[Work to be completed] The line containing "Keep to these rules. Indicate every instance of the grey wing" and every line after it, through the last line of the records, are to be transcribed exactly, and nothing else.

[Data]
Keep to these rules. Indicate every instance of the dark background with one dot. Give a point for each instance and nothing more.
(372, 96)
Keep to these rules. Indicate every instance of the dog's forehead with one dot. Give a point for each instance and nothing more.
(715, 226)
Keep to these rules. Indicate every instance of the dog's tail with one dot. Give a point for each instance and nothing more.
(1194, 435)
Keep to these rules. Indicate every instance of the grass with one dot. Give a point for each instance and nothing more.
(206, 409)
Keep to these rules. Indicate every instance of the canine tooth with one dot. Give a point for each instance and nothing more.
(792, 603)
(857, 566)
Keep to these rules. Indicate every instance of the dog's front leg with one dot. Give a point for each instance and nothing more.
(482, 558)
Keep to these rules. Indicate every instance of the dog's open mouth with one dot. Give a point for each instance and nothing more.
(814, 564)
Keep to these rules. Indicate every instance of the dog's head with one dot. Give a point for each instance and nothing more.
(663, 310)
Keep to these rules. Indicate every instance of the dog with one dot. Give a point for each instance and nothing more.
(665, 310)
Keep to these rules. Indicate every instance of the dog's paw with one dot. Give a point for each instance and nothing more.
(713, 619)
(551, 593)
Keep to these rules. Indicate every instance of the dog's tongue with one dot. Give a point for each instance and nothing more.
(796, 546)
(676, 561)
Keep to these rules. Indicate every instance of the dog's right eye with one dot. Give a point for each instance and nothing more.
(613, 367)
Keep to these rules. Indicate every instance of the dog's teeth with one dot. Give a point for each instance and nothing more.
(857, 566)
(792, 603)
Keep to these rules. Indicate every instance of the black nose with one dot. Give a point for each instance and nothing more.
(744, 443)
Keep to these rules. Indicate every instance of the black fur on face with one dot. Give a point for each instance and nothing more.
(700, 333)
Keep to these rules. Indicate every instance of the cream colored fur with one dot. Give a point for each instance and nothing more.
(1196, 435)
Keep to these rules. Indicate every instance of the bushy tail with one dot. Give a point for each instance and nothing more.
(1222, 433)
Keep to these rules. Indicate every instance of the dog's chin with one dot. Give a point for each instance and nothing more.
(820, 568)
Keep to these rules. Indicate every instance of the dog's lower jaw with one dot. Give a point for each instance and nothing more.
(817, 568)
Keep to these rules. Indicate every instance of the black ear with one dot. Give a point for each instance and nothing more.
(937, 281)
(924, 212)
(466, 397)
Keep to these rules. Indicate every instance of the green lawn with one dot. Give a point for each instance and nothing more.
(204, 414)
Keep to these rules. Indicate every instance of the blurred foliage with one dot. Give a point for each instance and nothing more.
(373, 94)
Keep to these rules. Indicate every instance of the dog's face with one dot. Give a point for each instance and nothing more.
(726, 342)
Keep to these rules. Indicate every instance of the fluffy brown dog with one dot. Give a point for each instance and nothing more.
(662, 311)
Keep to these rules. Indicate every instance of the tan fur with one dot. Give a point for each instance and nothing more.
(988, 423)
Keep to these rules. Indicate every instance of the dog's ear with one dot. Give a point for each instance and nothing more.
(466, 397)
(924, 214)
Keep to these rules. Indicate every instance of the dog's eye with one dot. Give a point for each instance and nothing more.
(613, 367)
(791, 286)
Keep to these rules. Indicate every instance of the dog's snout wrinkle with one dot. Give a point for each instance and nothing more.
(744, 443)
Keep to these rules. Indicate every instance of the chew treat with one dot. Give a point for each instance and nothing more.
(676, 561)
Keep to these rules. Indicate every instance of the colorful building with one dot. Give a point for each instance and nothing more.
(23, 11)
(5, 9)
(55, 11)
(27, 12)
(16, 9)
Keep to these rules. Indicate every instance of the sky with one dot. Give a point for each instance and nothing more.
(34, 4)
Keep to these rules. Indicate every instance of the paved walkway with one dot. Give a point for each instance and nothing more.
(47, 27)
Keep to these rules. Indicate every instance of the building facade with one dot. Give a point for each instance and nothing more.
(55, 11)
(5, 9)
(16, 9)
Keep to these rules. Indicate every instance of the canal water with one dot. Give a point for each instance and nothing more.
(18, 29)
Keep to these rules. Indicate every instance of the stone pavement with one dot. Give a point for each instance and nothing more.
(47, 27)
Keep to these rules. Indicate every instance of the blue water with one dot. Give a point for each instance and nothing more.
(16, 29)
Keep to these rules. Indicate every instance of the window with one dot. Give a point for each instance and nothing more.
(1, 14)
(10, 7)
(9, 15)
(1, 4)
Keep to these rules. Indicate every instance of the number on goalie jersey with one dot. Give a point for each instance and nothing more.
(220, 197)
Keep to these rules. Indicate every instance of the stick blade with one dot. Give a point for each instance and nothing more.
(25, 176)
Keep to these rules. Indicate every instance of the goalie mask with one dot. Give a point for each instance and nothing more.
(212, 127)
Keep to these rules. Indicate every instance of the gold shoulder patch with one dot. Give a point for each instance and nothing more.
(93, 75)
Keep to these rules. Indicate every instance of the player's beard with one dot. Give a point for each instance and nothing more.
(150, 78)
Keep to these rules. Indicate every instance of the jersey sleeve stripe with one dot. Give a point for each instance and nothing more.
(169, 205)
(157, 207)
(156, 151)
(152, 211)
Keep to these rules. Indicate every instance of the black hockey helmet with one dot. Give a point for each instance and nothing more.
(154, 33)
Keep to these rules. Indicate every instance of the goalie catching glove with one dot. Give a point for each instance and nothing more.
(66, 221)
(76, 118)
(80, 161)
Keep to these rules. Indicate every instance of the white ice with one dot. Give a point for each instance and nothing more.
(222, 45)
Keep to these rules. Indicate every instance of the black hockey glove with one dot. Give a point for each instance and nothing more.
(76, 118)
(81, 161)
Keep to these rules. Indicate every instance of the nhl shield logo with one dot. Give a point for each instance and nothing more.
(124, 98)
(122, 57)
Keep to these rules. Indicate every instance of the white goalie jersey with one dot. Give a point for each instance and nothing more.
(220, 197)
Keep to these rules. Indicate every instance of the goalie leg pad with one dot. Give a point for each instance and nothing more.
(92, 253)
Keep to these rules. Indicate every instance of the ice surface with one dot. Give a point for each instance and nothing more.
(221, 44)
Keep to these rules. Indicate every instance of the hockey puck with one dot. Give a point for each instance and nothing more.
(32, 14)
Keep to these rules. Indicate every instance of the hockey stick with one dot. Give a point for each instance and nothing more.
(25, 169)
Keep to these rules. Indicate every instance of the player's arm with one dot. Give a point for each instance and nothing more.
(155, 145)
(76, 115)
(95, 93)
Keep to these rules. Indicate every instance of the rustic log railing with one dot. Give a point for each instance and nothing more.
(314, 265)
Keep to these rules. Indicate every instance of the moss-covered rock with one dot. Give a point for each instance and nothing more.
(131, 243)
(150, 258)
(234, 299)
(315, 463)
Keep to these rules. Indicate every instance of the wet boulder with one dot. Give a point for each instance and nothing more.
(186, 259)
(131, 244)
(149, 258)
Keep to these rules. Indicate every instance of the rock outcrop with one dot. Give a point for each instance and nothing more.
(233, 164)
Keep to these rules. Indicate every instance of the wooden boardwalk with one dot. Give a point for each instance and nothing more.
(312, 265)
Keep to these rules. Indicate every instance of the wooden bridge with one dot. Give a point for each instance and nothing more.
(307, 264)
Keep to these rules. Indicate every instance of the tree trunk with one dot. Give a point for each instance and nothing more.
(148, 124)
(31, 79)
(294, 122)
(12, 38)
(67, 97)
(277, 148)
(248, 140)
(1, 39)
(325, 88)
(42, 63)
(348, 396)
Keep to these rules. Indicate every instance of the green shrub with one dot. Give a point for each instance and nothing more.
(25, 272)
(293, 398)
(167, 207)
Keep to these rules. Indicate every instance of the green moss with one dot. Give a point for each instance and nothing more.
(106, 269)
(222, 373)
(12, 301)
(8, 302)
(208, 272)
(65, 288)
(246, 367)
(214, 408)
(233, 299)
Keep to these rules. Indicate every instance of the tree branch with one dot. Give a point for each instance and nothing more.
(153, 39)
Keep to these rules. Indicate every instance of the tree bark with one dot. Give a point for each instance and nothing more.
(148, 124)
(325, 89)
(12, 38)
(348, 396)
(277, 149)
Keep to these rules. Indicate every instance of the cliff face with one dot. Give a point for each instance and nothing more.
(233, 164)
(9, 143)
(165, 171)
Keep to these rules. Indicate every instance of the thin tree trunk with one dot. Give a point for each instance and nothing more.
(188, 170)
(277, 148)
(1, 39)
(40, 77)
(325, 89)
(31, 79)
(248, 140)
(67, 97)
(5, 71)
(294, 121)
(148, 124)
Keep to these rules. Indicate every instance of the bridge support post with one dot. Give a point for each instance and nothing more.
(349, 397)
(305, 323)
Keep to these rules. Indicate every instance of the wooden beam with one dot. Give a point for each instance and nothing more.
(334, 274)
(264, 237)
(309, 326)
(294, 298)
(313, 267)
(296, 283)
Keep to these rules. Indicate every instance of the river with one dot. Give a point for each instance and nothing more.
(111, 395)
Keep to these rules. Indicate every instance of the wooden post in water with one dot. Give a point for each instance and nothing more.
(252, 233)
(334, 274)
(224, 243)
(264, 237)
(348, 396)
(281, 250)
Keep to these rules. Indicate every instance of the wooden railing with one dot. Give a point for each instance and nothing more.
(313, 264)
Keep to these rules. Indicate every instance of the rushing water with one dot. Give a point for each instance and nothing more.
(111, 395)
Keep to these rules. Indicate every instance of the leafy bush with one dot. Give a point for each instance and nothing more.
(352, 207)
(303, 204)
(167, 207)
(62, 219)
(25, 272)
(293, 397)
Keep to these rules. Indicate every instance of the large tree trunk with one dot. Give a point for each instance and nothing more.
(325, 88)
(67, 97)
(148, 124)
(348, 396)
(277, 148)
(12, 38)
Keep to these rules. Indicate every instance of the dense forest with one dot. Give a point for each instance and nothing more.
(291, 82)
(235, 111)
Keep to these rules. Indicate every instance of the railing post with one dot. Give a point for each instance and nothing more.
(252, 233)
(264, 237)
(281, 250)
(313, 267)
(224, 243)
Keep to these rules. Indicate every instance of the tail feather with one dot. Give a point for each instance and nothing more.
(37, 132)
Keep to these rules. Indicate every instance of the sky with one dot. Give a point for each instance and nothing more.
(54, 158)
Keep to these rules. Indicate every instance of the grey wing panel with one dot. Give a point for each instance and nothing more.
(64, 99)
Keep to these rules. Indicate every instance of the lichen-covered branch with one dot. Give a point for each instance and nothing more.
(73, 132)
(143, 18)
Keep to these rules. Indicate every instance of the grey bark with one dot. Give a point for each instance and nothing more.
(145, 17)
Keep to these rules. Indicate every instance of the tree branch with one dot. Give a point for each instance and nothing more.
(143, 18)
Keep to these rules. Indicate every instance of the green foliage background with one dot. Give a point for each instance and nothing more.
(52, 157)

[Response to the exercise]
Keep to these rules. Indicate every instance of the grey wing panel with one dot. Give a point for each instance and nothing more.
(64, 99)
Keep to these rules. Indicate every instance of the lichen-covered branch with one dot. Give a point for each instance and nothing more.
(73, 132)
(143, 18)
Keep to these rules. Indicate every instance of the grey bark with one dot. Give a point for each instance and nothing more.
(145, 17)
Keep to these rules. Indicate every instance of the tree branch with one dot. Give a point for each instance and nothing more.
(143, 18)
Keep to these rules. Indicate every instance of the green foliage background with one dot. Give a point for each instance and nothing more.
(52, 157)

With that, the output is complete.